'Getting to yes' diminished energy bill

Alaska drilling rights and an overhaul of car-pollution standards aren't in the measure, but many items are.

The energy bill emerging this week in Congress is a classic example of the politics of the possible.

President Bush didn't get his wish of opening Alaska wildlands to drilling or coastal waters to exploration. Democrats didn't put the brakes on gas guzzlers on the highway or force power companies to move more quickly into renewable energy sources. And a devastating blackout that hit much of the Northeast and Midwest late this summer didn't prompt the sweeping regulatory changes that some analysts say are needed to ensure the reliability of the nation's electric grid.

What negotiators did knit together is a bill that, while broad in scope, was carefully crafted to be able to pass the Senate, where a determined minority can bottle up a bill indefinitely.

"Obviously, we have finally gotten to the point after years of wrangling that we are going to have a bill or we are not going to have a bill," said Sen. Pete Domenici (R) of New Mexico, opening a House-Senate conference on the final terms of the energy bill.

While alarming to environmental and consumer groups, the bill that surfaced after 71 days of negotiation also falls short of the agenda for energy security proposed by industry groups early in the process.

Even though Democrats were shut out of drafting this bill - and all but denied a chance to amend it - the prospect of 40 senators angry enough at one feature of the bill to block all of it forced tough choices. That's why, in the end, the plan to open up drilling in Alaska's National Wildlife Refuge was dropped. So were plans to survey protected areas off the east and west coasts.

Democrats vigorously objected to the way they were treated in the process, including having only two days to read and critique 1,100 pages of complex text. But GOP negotiators also aimed to build just enough incentives for individual Democrats into the bill to ensure passage. Political scientists call it a "minimal winning coalition" strategy. On Capitol Hill, it's just called the "Christmas tree" approach.

"A lot of Democrats have been coming to me and saying that [GOP negotiators] have told them: 'Don't build up your opposition. ... We're going to take care of your pet rock,'" says Sen. Jeff Bingaman, ranking Democrat on the Senate Energy Committee, who voted against the bill.

[Referring expression data]
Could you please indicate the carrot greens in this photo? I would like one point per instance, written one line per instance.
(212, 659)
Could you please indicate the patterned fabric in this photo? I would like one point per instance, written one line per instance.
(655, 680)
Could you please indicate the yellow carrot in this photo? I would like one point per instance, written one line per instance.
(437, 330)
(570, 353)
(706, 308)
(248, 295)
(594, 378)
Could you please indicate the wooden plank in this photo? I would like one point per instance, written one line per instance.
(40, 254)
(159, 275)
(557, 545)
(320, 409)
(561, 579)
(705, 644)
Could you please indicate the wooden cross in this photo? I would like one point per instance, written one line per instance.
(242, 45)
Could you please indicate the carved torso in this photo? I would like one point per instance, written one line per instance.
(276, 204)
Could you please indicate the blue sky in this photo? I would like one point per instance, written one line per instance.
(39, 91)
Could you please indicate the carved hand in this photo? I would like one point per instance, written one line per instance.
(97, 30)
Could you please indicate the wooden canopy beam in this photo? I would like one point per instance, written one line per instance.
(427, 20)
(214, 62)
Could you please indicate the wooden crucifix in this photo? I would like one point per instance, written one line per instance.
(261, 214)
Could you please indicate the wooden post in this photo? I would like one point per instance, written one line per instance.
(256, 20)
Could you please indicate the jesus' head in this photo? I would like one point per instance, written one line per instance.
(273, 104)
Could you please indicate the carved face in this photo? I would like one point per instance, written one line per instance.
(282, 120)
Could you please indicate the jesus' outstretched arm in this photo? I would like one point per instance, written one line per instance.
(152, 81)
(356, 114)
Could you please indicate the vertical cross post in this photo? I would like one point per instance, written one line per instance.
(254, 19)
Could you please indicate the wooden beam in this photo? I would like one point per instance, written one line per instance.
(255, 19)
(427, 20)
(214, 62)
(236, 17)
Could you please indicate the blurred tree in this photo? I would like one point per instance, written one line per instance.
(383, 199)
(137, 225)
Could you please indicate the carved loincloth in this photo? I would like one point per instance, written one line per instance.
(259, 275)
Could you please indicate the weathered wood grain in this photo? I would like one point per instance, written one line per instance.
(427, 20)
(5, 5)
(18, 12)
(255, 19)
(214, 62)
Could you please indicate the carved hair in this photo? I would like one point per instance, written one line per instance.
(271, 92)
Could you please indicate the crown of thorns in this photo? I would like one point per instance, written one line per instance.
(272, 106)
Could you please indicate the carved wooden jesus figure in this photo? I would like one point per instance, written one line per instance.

Using the information:
**a)** Reproduce the passage of the energy bill article from "President Bush didn't" to "nation's electric grid.".
**b)** In the energy bill article, how long did Democrats have to read and critique the 1,100 pages of text?
**c)** Continue the energy bill article beyond its final sentence.

Task-by-task outputs:
**a)**
President Bush didn't get his wish of opening Alaska wildlands to drilling or coastal waters to exploration. Democrats didn't put the brakes on gas guzzlers on the highway or force power companies to move more quickly into renewable energy sources. And a devastating blackout that hit much of the Northeast and Midwest late this summer didn't prompt the sweeping regulatory changes that some analysts say are needed to ensure the reliability of the nation's electric grid.

**b)** Two days.

**c)**
At the heart of the bill are some $20 billion in subsidies and incentives for energy producers, especially the oil and gas industry. These include reduced royalty payments for "deep well" and "deep water" oil and gas operations in the Gulf of Mexico, expected to cost some $95 million in the first 10 years. It is a boon to Louisiana, with its two Democratic senators.

The package offers royalty relief to owners of marginal oil and gas wells, which could cover some 80 percent of all wells on federal lands. The plan also includes production tax credits to build up to four light-water nuclear reactors.

But the chief ornament on the "Christmas tree" is a requirement to add five billion gallons per year of ethanol and other renewable-based fuel to the nation's gasoline by 2012. It's a top priority for cornbelt senators, including Senate Democratic leader Tom Daschle.

"The energy bill is sweetened with a few renewable energy provisions, but the overwhelming bitter taste of business as usual remains," says Gregory Wetstone, chief lobbyist for the Natural Resources Defense Council. "It means exempting polluters from laws that ensure clean water and healthy air."

One of the most controversial features still in the bill is the decision to block litigation on a toxic gasoline additive called MTBE, found to contaminate groundwater. The waiver was a top priority of House majority leader Tom DeLay of Texas and Rep. Billy Tauzin (R) of Louisiana, both representing districts that produce MTBE. Critics call it corporate welfare.

"The MTBE liability waiver is a $29 billion rip-off for consumers, taxpayers, and property owners. Never has so much been given to so few at the expense of so many," says Ken Cool, president of the non profit Environment Working Group. Democrats are also considering a filibuster over a provision added in conference that would postpone deadlines in the Clean Air Act.

Says Peter VanDoren, an energy analyst at the Cato Institute: "There are so many deals in this bill it will take analysts months to figure it all out."